### Data provided
--

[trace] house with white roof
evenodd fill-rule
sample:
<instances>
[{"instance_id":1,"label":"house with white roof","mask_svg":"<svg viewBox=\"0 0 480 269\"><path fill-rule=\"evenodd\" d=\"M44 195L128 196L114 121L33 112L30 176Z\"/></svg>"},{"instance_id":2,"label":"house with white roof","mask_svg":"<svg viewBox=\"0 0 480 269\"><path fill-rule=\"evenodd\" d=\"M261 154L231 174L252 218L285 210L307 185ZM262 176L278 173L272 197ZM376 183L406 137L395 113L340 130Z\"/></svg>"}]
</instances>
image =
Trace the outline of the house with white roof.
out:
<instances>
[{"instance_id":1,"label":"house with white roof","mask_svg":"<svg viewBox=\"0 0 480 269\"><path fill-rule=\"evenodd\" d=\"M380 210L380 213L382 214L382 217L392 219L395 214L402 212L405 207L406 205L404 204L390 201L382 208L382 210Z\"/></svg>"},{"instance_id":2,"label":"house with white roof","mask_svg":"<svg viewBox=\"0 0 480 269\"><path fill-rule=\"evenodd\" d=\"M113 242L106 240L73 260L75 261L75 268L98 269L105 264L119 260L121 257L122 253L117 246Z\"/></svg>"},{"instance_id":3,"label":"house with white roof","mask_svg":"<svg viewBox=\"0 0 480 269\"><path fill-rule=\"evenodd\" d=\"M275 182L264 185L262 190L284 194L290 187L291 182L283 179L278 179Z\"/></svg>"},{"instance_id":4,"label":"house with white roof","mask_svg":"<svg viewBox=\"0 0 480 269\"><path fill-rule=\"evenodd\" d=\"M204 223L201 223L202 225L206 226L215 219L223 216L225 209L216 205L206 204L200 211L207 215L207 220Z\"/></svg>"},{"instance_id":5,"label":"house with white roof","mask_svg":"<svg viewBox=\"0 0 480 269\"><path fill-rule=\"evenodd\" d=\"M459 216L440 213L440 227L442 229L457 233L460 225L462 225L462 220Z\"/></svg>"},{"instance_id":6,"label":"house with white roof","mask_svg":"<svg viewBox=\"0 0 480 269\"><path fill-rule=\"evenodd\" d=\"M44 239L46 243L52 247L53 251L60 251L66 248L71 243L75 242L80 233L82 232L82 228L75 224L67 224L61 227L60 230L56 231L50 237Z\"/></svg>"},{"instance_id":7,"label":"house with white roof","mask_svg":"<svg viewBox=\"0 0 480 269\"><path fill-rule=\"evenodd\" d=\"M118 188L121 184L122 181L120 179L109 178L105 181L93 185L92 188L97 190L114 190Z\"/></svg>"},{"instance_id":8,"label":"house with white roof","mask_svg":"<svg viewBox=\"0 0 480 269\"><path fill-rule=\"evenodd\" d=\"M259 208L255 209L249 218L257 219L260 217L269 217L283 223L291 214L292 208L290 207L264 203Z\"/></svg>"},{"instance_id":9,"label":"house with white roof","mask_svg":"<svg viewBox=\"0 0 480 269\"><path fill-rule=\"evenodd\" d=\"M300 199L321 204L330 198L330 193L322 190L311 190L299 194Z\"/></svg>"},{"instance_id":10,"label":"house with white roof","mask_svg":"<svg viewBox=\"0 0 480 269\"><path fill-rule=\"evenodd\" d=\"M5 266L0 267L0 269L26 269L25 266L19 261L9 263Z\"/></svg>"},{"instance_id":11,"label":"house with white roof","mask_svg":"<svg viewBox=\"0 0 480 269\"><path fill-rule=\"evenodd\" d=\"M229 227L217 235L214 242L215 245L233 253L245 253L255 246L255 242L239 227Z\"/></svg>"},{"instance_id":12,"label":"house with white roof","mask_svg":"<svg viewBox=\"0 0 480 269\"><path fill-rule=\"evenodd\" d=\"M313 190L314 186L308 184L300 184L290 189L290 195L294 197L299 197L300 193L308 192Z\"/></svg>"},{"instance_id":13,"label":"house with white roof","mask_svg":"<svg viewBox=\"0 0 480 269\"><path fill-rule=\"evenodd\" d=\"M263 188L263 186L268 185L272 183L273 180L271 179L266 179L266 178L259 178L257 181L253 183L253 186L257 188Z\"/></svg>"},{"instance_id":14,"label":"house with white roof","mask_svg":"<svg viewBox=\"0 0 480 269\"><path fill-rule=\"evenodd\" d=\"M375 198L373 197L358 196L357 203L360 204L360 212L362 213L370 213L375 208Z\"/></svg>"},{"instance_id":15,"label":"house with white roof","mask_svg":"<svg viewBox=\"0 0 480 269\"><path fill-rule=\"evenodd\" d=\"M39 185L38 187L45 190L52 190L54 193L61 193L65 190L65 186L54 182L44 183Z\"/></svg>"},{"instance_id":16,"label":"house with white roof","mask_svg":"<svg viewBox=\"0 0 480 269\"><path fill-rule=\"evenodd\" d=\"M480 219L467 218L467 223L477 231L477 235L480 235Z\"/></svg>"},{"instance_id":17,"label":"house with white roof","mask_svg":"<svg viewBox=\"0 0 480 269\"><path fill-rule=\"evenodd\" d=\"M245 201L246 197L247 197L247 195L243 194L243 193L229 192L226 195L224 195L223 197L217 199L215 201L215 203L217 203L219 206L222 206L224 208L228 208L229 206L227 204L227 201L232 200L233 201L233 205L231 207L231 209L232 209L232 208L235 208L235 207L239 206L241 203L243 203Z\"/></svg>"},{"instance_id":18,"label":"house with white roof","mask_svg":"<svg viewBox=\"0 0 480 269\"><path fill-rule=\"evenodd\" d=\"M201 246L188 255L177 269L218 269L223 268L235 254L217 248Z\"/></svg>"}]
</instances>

--

### What you should do
Write out every record verbatim.

### Written solution
[trace] house with white roof
evenodd fill-rule
sample:
<instances>
[{"instance_id":1,"label":"house with white roof","mask_svg":"<svg viewBox=\"0 0 480 269\"><path fill-rule=\"evenodd\" d=\"M44 195L128 196L114 121L33 112L30 176Z\"/></svg>"},{"instance_id":2,"label":"house with white roof","mask_svg":"<svg viewBox=\"0 0 480 269\"><path fill-rule=\"evenodd\" d=\"M261 154L231 174L252 218L285 210L307 185ZM262 176L278 173L272 197ZM376 183L406 137L395 113L340 130Z\"/></svg>"}]
</instances>
image =
Trace the outline of the house with white roof.
out:
<instances>
[{"instance_id":1,"label":"house with white roof","mask_svg":"<svg viewBox=\"0 0 480 269\"><path fill-rule=\"evenodd\" d=\"M380 210L380 213L382 214L382 217L392 219L395 214L402 212L405 207L406 205L404 204L390 201L382 208L382 210Z\"/></svg>"},{"instance_id":2,"label":"house with white roof","mask_svg":"<svg viewBox=\"0 0 480 269\"><path fill-rule=\"evenodd\" d=\"M113 242L106 240L73 260L75 261L75 268L98 269L105 264L119 260L121 257L122 253L117 246Z\"/></svg>"},{"instance_id":3,"label":"house with white roof","mask_svg":"<svg viewBox=\"0 0 480 269\"><path fill-rule=\"evenodd\" d=\"M275 182L264 185L262 190L284 194L290 187L291 182L283 179L278 179Z\"/></svg>"},{"instance_id":4,"label":"house with white roof","mask_svg":"<svg viewBox=\"0 0 480 269\"><path fill-rule=\"evenodd\" d=\"M204 223L201 223L202 225L206 226L215 219L223 216L225 209L216 205L206 204L200 211L207 215L207 220Z\"/></svg>"},{"instance_id":5,"label":"house with white roof","mask_svg":"<svg viewBox=\"0 0 480 269\"><path fill-rule=\"evenodd\" d=\"M459 216L440 213L440 227L442 229L457 233L460 225L462 225L462 220Z\"/></svg>"},{"instance_id":6,"label":"house with white roof","mask_svg":"<svg viewBox=\"0 0 480 269\"><path fill-rule=\"evenodd\" d=\"M44 239L46 243L52 247L53 251L60 251L66 248L71 243L75 242L80 233L82 232L82 228L75 224L67 224L61 227L60 230L56 231L50 237Z\"/></svg>"},{"instance_id":7,"label":"house with white roof","mask_svg":"<svg viewBox=\"0 0 480 269\"><path fill-rule=\"evenodd\" d=\"M118 188L121 184L122 181L120 179L109 178L105 181L93 185L92 188L97 190L114 190Z\"/></svg>"},{"instance_id":8,"label":"house with white roof","mask_svg":"<svg viewBox=\"0 0 480 269\"><path fill-rule=\"evenodd\" d=\"M259 208L255 209L249 218L257 219L260 217L269 217L283 223L291 214L292 208L290 207L264 203Z\"/></svg>"},{"instance_id":9,"label":"house with white roof","mask_svg":"<svg viewBox=\"0 0 480 269\"><path fill-rule=\"evenodd\" d=\"M300 199L321 204L330 198L330 193L322 190L311 190L299 194Z\"/></svg>"},{"instance_id":10,"label":"house with white roof","mask_svg":"<svg viewBox=\"0 0 480 269\"><path fill-rule=\"evenodd\" d=\"M5 266L0 267L0 269L26 269L25 266L19 261L9 263Z\"/></svg>"},{"instance_id":11,"label":"house with white roof","mask_svg":"<svg viewBox=\"0 0 480 269\"><path fill-rule=\"evenodd\" d=\"M229 227L217 235L214 242L215 245L233 253L245 253L255 246L255 242L239 227Z\"/></svg>"},{"instance_id":12,"label":"house with white roof","mask_svg":"<svg viewBox=\"0 0 480 269\"><path fill-rule=\"evenodd\" d=\"M313 190L314 186L308 184L300 184L290 189L290 195L294 197L299 197L300 193L308 192Z\"/></svg>"},{"instance_id":13,"label":"house with white roof","mask_svg":"<svg viewBox=\"0 0 480 269\"><path fill-rule=\"evenodd\" d=\"M263 188L263 186L268 185L272 183L273 180L271 179L266 179L266 178L259 178L257 181L253 183L253 186L257 188Z\"/></svg>"},{"instance_id":14,"label":"house with white roof","mask_svg":"<svg viewBox=\"0 0 480 269\"><path fill-rule=\"evenodd\" d=\"M375 198L373 197L358 196L357 203L360 204L360 212L362 213L370 213L375 208Z\"/></svg>"},{"instance_id":15,"label":"house with white roof","mask_svg":"<svg viewBox=\"0 0 480 269\"><path fill-rule=\"evenodd\" d=\"M39 185L38 187L45 190L52 190L54 193L61 193L65 190L65 186L54 182L44 183Z\"/></svg>"},{"instance_id":16,"label":"house with white roof","mask_svg":"<svg viewBox=\"0 0 480 269\"><path fill-rule=\"evenodd\" d=\"M480 219L467 218L467 223L477 231L477 235L480 235Z\"/></svg>"},{"instance_id":17,"label":"house with white roof","mask_svg":"<svg viewBox=\"0 0 480 269\"><path fill-rule=\"evenodd\" d=\"M245 201L246 197L247 197L247 195L243 194L243 193L229 192L226 195L224 195L223 197L217 199L215 201L215 203L217 203L219 206L222 206L224 208L228 208L229 206L227 204L227 201L232 200L233 201L233 205L231 207L231 209L232 209L232 208L235 208L235 207L239 206L241 203L243 203Z\"/></svg>"},{"instance_id":18,"label":"house with white roof","mask_svg":"<svg viewBox=\"0 0 480 269\"><path fill-rule=\"evenodd\" d=\"M201 246L188 255L177 269L218 269L223 268L235 254L217 248Z\"/></svg>"}]
</instances>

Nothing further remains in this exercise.